- Required action 1:
Using the review of "Peninsula," decide whether each statement agrees with it: (a) the armored truck holds over $20 million; (b) the film is set ten years after "Busan"; (c) the review's grade is B. Answer yes or no for each and quote the words of the review that decide it.
- Required action 2:
Reproduce the part of the "Peninsula" review between "The film takes" and "come back rich.", inclusive.

═══ Quoted passage ═══

Review: 'Train to Busan' sequel 'Peninsula' flies off the rails
Courtesy of WELL-GO USA
Just recently, I had the luxury of sitting down with Yeon Sang-ho’s wild 2016 opus “Train To Busan” which felt like a refreshing, claustrophobic, thriller with zombies. It also fostered amazing talent in front of the screen and delivered the goods compared to countless walking dead flicks before it. But it also stood on its own, a hypercaffeinated junkie thrill ride that wasn’t trying to establish a franchise or milk itself for more dough. So when you hear Sang-ho was planning a sequel to his story of passengers stuck inside a train car full of flesh eating miscreants, there was some pause.
And though the earnest follow-up: “Train To Busan Presents: Peninsula” has a few signature moments that get the blood pumping, nothing comes remotely close to what “Busan” accomplished.
With a bigger budget and wider lens, but a less fulfilling narrative, “Peninsula” is exactly the type of zombie flick that “Busan” was trying to combat: a movie filled with hordes of CGI zombies that plays more like a quick game of “Left for Dead” or a knockoff of “World War Z” than an inspired sequel. What’s worse is the majority of the film is caked in darkness, so even when the action heats-up, Sang-ho barley lets the audience see what’s happening. Each decision feels like a major step backwards from the world he created in 2016.
The film takes place four years after “Busan,” when the virus was just beginning its spread across South Korea. Now there’s little left of the country that’s been abandoned and quarantined, except the undead and some innovative humans doing their best to survive. But there was plenty of money left behind in the shadows, including an armored truck that sits on the freeway packed with over $20 million. Considering zombies don’t need the cash flow, a group of criminals stationed in Hong Kong - where many refugees ended up after the events of “Busan” - plot an expedition to loot the truck and come back rich.
Leading the charge is Jung Seok (Gang Ding-won) a former marine captain who - in a harrowing pre title sequence - is still traumatized from leaving a desperate family on the side of the road in his attempt to flee the country amid the outbreak. Assisting him is his brother-in-law Chul-min (Kim Do-yoon), a man equally tormented as he lost his wife and son while the infection spread on a ship evacuating healthy folk to Hong Kong. It’s a brutal and heart wrenching opening scene and continues to suggest that Sang-ho is the best when it comes to keeping things confined to one location.
But in “Peninsula” zombies are no longer the primary enemy and Seok didn’t plan for armies of South Korean soldiers, scavenging the streets for supplies and weapons, to throw a wrench in their plans. The gang is called Unit 361, led by Capt. Seo (Koo Gyo-hwyan) and Sgt. Hwang (Kim Min-Jae), and the zombies take a back seat to this squad of not so compelling bad guys. Remember in “Busan” when zombies were the scariest component? Good times.
Eventually, Seok’s group becomes separated and Chul-min becomes a pawn in a sick game for Unit 361: he gets thrown in a ring, “Mad Max” style, and has to brawl and battle his way around zombies for sport, fending of hordes of ravish flesh eaters for two minutes before returning to safety.
The pacing and camera work in those scenes are fluid and reminds audiences why they signed on for “Train To Busan” in the first place. But too often, “Peninsula” lacks an emotional core (the father-daughter relationship was a major driving force in the previous entry) and the minor snippets of suspense that do exist, never justifies a lousy sequel that can’t keep its head on straight.
Grade: C
TRAIN TO BUSAN PRESENTS: PENINSULA lands in theaters and VOD Friday August 21st.

═══ Data for analysis ═══

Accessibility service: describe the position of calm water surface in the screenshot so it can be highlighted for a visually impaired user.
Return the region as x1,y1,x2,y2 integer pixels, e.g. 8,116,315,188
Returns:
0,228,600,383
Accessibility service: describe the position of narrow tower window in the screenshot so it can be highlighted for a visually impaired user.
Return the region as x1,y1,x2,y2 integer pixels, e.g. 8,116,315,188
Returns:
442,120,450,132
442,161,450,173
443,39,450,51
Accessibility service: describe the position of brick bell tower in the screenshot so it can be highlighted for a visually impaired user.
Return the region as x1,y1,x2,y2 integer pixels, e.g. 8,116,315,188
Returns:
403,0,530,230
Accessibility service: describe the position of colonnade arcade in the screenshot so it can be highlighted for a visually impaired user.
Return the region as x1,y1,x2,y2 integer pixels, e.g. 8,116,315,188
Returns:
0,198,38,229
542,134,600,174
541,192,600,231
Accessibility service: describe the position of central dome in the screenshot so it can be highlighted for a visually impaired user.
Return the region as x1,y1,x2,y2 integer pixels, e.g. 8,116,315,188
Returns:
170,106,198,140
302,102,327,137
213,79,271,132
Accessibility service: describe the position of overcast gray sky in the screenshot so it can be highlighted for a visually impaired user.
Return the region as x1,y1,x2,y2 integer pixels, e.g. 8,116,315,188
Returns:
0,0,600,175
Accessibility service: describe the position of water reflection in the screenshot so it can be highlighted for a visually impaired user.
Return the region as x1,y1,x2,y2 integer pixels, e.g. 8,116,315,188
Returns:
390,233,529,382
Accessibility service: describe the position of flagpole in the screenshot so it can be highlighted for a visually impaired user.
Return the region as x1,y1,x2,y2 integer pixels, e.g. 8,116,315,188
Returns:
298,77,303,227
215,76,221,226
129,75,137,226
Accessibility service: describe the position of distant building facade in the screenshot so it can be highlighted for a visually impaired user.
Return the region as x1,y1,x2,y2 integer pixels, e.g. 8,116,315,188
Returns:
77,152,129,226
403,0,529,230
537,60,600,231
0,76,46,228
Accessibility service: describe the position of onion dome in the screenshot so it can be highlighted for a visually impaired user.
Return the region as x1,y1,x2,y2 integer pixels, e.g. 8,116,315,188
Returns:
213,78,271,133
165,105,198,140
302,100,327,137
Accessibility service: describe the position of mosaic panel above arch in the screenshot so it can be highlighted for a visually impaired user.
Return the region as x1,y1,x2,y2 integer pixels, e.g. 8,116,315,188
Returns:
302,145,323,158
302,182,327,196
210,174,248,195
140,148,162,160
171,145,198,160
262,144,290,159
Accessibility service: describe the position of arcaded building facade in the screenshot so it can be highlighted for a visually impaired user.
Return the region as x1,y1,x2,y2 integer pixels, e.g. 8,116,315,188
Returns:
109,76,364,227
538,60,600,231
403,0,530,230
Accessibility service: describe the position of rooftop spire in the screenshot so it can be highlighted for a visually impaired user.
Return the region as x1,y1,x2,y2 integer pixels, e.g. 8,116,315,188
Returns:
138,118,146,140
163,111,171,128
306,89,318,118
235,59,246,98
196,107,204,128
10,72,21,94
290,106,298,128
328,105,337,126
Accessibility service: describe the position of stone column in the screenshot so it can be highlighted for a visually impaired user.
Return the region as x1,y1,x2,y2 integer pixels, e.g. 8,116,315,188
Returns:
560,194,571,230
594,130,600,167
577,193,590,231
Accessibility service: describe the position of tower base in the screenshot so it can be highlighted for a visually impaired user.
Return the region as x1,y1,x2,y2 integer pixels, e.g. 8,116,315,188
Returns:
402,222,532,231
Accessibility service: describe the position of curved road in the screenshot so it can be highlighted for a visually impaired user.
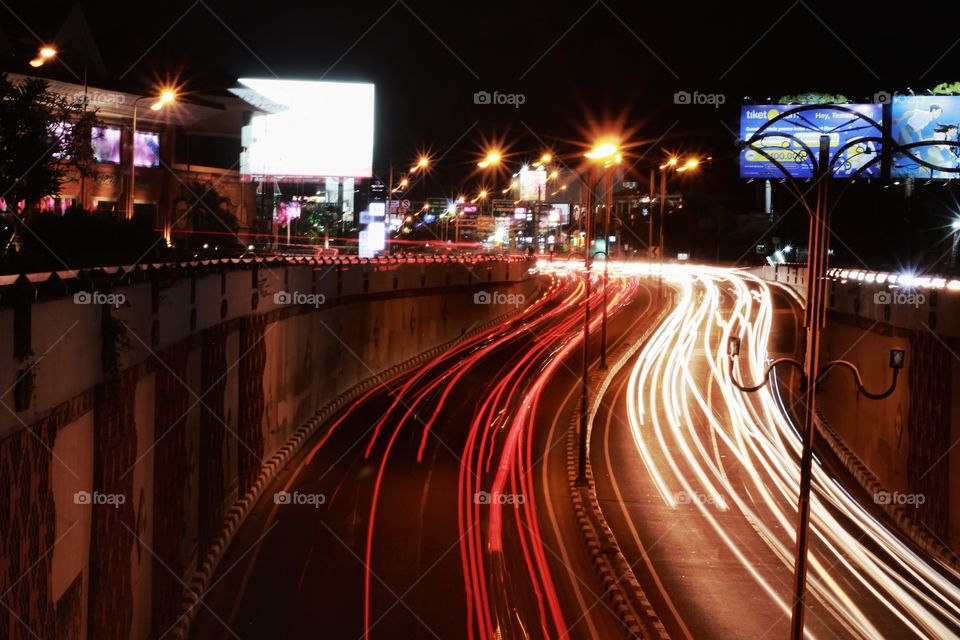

═══

- Problem solution 1:
(a) Yes: "an armored truck that sits on the freeway packed with over $20 million."
(b) No: "The film takes place four years after “Busan,”"
(c) No: "Grade: C"

- Problem solution 2:
The film takes place four years after “Busan,” when the virus was just beginning its spread across South Korea. Now there’s little left of the country that’s been abandoned and quarantined, except the undead and some innovative humans doing their best to survive. But there was plenty of money left behind in the shadows, including an armored truck that sits on the freeway packed with over $20 million. Considering zombies don’t need the cash flow, a group of criminals stationed in Hong Kong - where many refugees ended up after the events of “Busan” - plot an expedition to loot the truck and come back rich.